| Aim |
Write out every entry precisely as given, leaving the pictures out.

** Begin Provided records **

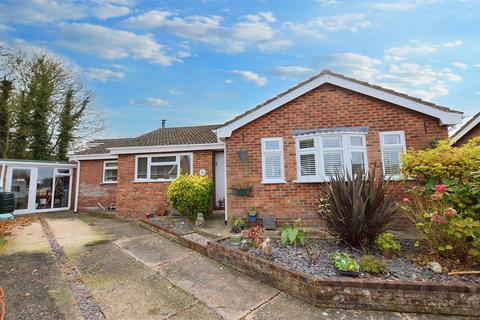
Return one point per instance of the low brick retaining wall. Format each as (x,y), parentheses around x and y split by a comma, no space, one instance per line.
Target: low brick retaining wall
(340,292)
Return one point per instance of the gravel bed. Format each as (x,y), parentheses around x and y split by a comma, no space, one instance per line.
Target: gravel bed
(297,259)
(178,225)
(198,238)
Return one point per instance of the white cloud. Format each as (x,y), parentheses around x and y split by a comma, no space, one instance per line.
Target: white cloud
(103,74)
(112,44)
(314,27)
(291,72)
(251,76)
(421,81)
(459,65)
(176,92)
(248,31)
(452,44)
(357,65)
(400,53)
(108,11)
(152,102)
(394,6)
(47,11)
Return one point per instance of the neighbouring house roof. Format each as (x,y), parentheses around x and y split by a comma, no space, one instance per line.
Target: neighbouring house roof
(447,116)
(174,136)
(363,129)
(469,125)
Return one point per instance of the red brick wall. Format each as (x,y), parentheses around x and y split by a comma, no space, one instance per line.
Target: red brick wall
(92,189)
(134,199)
(475,132)
(327,106)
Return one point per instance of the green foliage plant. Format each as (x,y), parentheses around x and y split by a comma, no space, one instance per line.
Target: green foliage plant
(343,262)
(293,235)
(372,265)
(191,195)
(447,231)
(386,242)
(443,162)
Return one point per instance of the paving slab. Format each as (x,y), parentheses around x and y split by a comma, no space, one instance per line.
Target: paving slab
(26,239)
(73,234)
(127,289)
(228,292)
(153,250)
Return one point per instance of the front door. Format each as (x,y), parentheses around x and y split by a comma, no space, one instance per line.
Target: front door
(219,178)
(20,181)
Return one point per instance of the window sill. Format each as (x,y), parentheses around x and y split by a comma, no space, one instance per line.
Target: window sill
(150,180)
(309,181)
(274,182)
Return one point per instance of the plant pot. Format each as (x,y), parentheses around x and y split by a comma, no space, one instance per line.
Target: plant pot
(243,192)
(352,274)
(236,239)
(269,223)
(242,155)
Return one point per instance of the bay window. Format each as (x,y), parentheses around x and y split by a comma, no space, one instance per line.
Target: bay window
(320,156)
(393,145)
(162,167)
(272,160)
(110,170)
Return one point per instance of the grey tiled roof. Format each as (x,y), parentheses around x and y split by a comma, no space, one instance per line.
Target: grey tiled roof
(328,72)
(159,137)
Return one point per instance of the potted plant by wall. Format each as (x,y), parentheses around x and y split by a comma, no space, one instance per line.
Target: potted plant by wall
(252,214)
(242,189)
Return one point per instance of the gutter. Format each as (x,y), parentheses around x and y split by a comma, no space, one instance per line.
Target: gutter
(77,186)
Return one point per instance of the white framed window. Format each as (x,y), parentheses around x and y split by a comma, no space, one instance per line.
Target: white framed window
(392,145)
(320,156)
(272,160)
(110,171)
(162,167)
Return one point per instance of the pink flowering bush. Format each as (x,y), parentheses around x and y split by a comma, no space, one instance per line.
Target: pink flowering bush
(447,232)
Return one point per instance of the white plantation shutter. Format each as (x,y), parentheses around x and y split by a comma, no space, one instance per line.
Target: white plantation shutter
(272,160)
(393,145)
(307,164)
(333,162)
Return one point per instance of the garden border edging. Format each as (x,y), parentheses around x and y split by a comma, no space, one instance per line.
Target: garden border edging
(337,292)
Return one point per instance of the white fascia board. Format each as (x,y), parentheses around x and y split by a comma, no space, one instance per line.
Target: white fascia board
(37,164)
(93,157)
(463,131)
(170,148)
(445,117)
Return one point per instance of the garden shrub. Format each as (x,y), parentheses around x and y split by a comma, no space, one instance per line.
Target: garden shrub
(359,207)
(191,195)
(443,161)
(292,235)
(387,244)
(373,265)
(343,262)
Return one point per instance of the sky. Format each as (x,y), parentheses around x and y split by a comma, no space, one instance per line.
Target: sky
(203,62)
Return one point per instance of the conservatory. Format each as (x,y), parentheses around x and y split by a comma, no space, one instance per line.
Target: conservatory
(39,186)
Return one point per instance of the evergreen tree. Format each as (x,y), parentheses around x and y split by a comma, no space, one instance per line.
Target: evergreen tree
(41,91)
(19,148)
(67,125)
(6,88)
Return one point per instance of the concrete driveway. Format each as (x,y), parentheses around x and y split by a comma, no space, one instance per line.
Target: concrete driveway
(122,271)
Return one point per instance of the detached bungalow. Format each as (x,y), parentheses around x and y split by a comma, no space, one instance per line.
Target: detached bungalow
(469,130)
(282,149)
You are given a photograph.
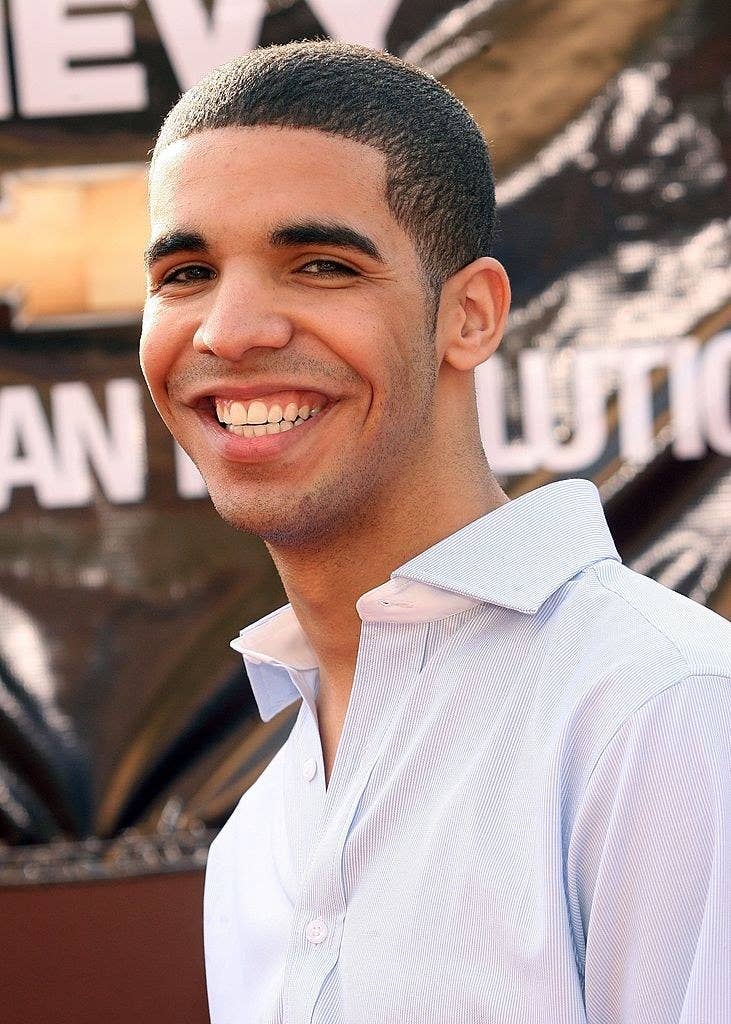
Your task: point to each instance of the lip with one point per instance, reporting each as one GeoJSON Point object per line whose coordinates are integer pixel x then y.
{"type": "Point", "coordinates": [268, 446]}
{"type": "Point", "coordinates": [248, 392]}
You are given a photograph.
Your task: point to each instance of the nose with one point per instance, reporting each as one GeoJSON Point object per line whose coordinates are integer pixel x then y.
{"type": "Point", "coordinates": [242, 315]}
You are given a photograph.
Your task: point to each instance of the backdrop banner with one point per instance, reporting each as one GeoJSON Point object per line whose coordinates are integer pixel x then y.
{"type": "Point", "coordinates": [127, 729]}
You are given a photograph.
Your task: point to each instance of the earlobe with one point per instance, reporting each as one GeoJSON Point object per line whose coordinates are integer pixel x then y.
{"type": "Point", "coordinates": [475, 300]}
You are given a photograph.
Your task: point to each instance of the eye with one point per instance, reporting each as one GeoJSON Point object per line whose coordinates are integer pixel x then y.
{"type": "Point", "coordinates": [188, 274]}
{"type": "Point", "coordinates": [327, 268]}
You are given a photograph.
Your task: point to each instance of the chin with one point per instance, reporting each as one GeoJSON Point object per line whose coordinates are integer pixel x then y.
{"type": "Point", "coordinates": [310, 521]}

** End Provided records **

| Result |
Return one point per instance of the low brick retaining wall. Format each as (x,y), parentheses around x and y split by a comma, no space, one instance per line.
Target: low brick retaining wall
(340,292)
Return one point per instance of the gravel bed. Format each as (x,y), parentheses around x and y split by a comma, no space, one instance per line.
Target: gravel bed
(297,259)
(178,225)
(198,238)
Return one point per instance of the white cloud. Format each as (x,y), parentheses around x and y split by a comma, no space, one instance per line.
Target: white cloud
(103,74)
(112,44)
(314,27)
(291,72)
(251,76)
(421,81)
(459,65)
(176,92)
(248,31)
(452,44)
(357,65)
(400,53)
(108,11)
(152,102)
(394,6)
(47,11)
Return one point per instance of the neighbouring house roof. Format each as (x,y), parentheses around x and y split by a comma, no space, one instance per line.
Target: neighbouring house roof
(447,116)
(174,136)
(363,129)
(469,125)
Return one point per instance of the red brick wall. Format each as (x,y), parentheses around x and y split by a comma, no space, one instance per line.
Target: red brick wall
(92,189)
(134,199)
(475,132)
(327,106)
Return one point per instance of the green foliage plant. Format each as (x,y), parentheses around x and y split by a comma, no space, one instance per line.
Target: green foliage plant
(343,262)
(293,235)
(372,265)
(191,195)
(447,231)
(386,242)
(443,162)
Return one point per instance of the paving slab. Format each as (x,y), parentheses around x and y split by a comma, no space, one instance per line.
Target: paving slab
(26,239)
(73,234)
(127,289)
(228,292)
(153,250)
Return one point per instance of the front door. Format each as (x,y), parentheses around x and y split by a comma, no space, one instance per line.
Target: front door
(219,178)
(20,181)
Return one point per instance of the window sill. Format each as (x,y), parentheses around x and y split by a comma, no space, one instance per line.
Target: window sill
(150,180)
(309,181)
(274,182)
Return one point per instance of the plant pot. Format each as (x,y), parentheses around x and y split by a comma, no space, one instance per line.
Target: plant pot
(243,192)
(352,274)
(236,239)
(269,223)
(242,155)
Return one point per instance of the bay window. Format each as (x,y), parentheses around x and y split by a comma, no space, one instance per line.
Target: bay window
(320,156)
(393,145)
(162,167)
(272,160)
(110,170)
Return one point per instance of the grey tiled roof. Format each as (x,y), parentheses around x and y split by a comma, no space, one instance per line.
Target: grey tiled roof
(328,72)
(159,137)
Return one point per instance of the potted plant by wall. Format each as (x,y), parentheses around x and y split by a comma, no space, one instance per line.
Target: potted plant by wall
(252,214)
(242,189)
Return one point per instance of the gutter. Format each as (x,y), parentheses around x and y split by a comma, no space, one instance per line.
Target: gutter
(77,186)
Return one point per instance of the white framed window. Format each as (x,y), parentheses around x and y split by a comma, no space, one instance per line.
Target: white framed window
(392,145)
(320,156)
(272,160)
(110,171)
(162,167)
Return one point per instance of the pink flowering bush. Format each as (x,y), parentheses around x and y split by a comma, no space, one instance per line.
Target: pink flowering bush
(447,232)
Return one point per instance of the white plantation shutter. Format each as (x,y), parentheses around x and y split by a comma, no space, one instance per line.
Target: white plantation shutter
(272,160)
(393,145)
(307,164)
(333,162)
Return one point per instance of the garden border edging. Format each as (x,y), parentheses around x and y split by a comma, no space, one instance per line.
Target: garden border edging
(337,292)
Return one point per instance of the white fascia board. Format each as (x,y), parentheses around x and y split by a comma, no space, one instance per line.
Target: white fascia board
(37,164)
(93,157)
(463,131)
(170,148)
(445,117)
Return one point per instance of the garden shrub. Format each as (x,y), parentheses around x and y split by a comma, no space, one instance per line.
Target: garden shrub
(359,207)
(191,195)
(443,161)
(292,235)
(387,244)
(373,265)
(343,262)
Return one point per instance of the sky. Format each as (x,y), parentheses around x and y split by a comma, no space, one instance per line.
Target: sky
(203,62)
Return one point per instance of the conservatory. Format each as (x,y), parentheses around x and y split by a comma, no space, one instance per line.
Target: conservatory
(39,186)
Return one point per instance of the evergreen tree. Format each as (x,y), parentheses around x and y split by a comma, no space, one instance per line.
Target: evergreen tree
(41,91)
(19,148)
(67,125)
(6,88)
Return one point per instance of the concrete driveway. Format each as (x,y), parentheses around x and y split by a comma, no space, one instance per line.
Target: concrete driveway
(122,271)
Return one point per instance of the detached bungalow. Format each as (x,y), parentheses around x and y split by a comma, no space, one instance per line.
Target: detached bungalow
(469,130)
(282,149)
You are given a photograph.
Your task: point to each instance of the lip with one point per instance, reporting each as one GeoJSON Point object per line whose coordinates are integer pixel x then y.
{"type": "Point", "coordinates": [268, 446]}
{"type": "Point", "coordinates": [248, 392]}
You are given a photograph.
Your task: point to each instance of the nose with one point per instance, reporting each as one GeoJSON Point object per line whose coordinates are integer pixel x then y.
{"type": "Point", "coordinates": [242, 315]}
You are given a photograph.
Your task: point to each instance of the backdrop banner with one point per instance, reporting each as one GeoJSON Point object per line whose coordinates are integer pixel x then y.
{"type": "Point", "coordinates": [127, 729]}
You are given a photograph.
Your task: point to each instance of the earlobe with one point per instance, reporting each as one GeoJSON Point object per line whose coordinates are integer pixel x then y.
{"type": "Point", "coordinates": [475, 300]}
You are given a photograph.
Your task: point to each instance of the eye with one point per instance, reporting each as one GeoJSON Point object per line whose coordinates are integer pixel x then y.
{"type": "Point", "coordinates": [188, 274]}
{"type": "Point", "coordinates": [327, 268]}
You are given a photograph.
Your task: point to each instance of the chin with one point per instance, reporting each as one GeoJSON Point object per line whose coordinates are integer pixel x then y.
{"type": "Point", "coordinates": [310, 521]}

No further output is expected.